**TASK:**
Copy the rows below, replacing each "pixel coordinates" with "x-y coordinates" and changing nothing else.

**DATA FOR PROCESSING:**
## Begin
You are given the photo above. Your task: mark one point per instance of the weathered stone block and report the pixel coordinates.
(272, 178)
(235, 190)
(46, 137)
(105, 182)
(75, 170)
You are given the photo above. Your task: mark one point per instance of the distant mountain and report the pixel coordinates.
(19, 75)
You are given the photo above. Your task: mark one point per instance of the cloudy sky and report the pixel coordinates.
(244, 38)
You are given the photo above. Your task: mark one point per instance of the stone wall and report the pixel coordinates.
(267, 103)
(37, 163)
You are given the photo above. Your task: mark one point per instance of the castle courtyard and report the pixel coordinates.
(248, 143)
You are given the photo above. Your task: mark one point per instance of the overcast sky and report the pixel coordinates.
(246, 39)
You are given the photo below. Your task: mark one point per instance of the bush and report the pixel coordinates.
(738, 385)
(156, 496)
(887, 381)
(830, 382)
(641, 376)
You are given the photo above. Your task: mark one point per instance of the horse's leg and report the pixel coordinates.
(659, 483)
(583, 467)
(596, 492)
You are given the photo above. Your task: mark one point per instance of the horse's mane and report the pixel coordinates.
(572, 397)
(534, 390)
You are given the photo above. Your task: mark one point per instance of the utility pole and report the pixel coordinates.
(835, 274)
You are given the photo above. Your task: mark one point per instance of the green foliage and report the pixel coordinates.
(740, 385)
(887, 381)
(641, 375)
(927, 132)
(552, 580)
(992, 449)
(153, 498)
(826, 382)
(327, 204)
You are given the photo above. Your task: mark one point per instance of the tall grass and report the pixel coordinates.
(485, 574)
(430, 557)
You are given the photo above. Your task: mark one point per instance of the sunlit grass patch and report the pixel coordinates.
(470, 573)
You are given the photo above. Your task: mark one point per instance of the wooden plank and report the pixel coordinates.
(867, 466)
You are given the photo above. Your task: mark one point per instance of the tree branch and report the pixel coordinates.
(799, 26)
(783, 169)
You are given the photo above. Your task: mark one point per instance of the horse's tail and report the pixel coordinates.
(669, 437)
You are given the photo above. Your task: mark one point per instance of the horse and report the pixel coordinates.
## End
**FINAL ANSWER:**
You are given the photo above. Your task: mark one point per instance of the weathered stone block and report the x-y coordinates.
(272, 178)
(235, 190)
(46, 137)
(105, 182)
(75, 170)
You are given the photo above. Your task: mark one point per instance of the distant mountain and report the x-y coordinates.
(19, 75)
You are given the photo above. Your task: mark one point per instance of the cloudy sky and report the x-y coordinates.
(244, 38)
You are given the photo above. Your task: mark one point per instance of the stone wall and report the x-y coordinates.
(267, 103)
(37, 163)
You are given the photo above. Your task: mark one point per instance of the castle courtyard and report the x-y coordinates.
(248, 143)
You are given the photo above. Your task: mark one point per instance of the overcast sky and report the x-y coordinates.
(246, 39)
You are given the photo below. Your task: mark one point per instance of the bush and report the x-y coordinates.
(738, 385)
(156, 496)
(887, 381)
(830, 382)
(641, 376)
You are given the photo above. Your task: mark one point per instance of the horse's leg and report the x-y coordinates.
(659, 483)
(583, 467)
(596, 492)
You are given the photo above. Your task: mark one point per instance of the horse's mane and report the x-y coordinates.
(572, 397)
(534, 390)
You are given the photo above. Your task: mark one point per instance of the utility pole and report the x-y coordinates.
(835, 274)
You are given the photo above. Your task: mark one point per instance of the green foliage and report the x-y coordinates.
(740, 385)
(887, 381)
(641, 375)
(927, 132)
(552, 580)
(992, 449)
(153, 498)
(826, 382)
(327, 204)
You are given the photo above. Your task: mark one point per instance of the tall grass and report the x-y coordinates.
(485, 574)
(430, 557)
You are given the photo above. Your task: mark one point per instance of the sunlit grass patch and report the x-y coordinates.
(470, 573)
You are given the photo above. Your task: mark one point per instance of the wooden plank and report the x-y coordinates.
(867, 466)
You are given the photo above. Your task: mark one point per instance of the tree branch and report the x-y coordinates.
(799, 26)
(783, 169)
You are given the photo above. Your task: mark one point per instance of the horse's tail and report the x-y coordinates.
(669, 437)
You are given the photo above. Your task: mark one point per instance of the horse and report the x-y coordinates.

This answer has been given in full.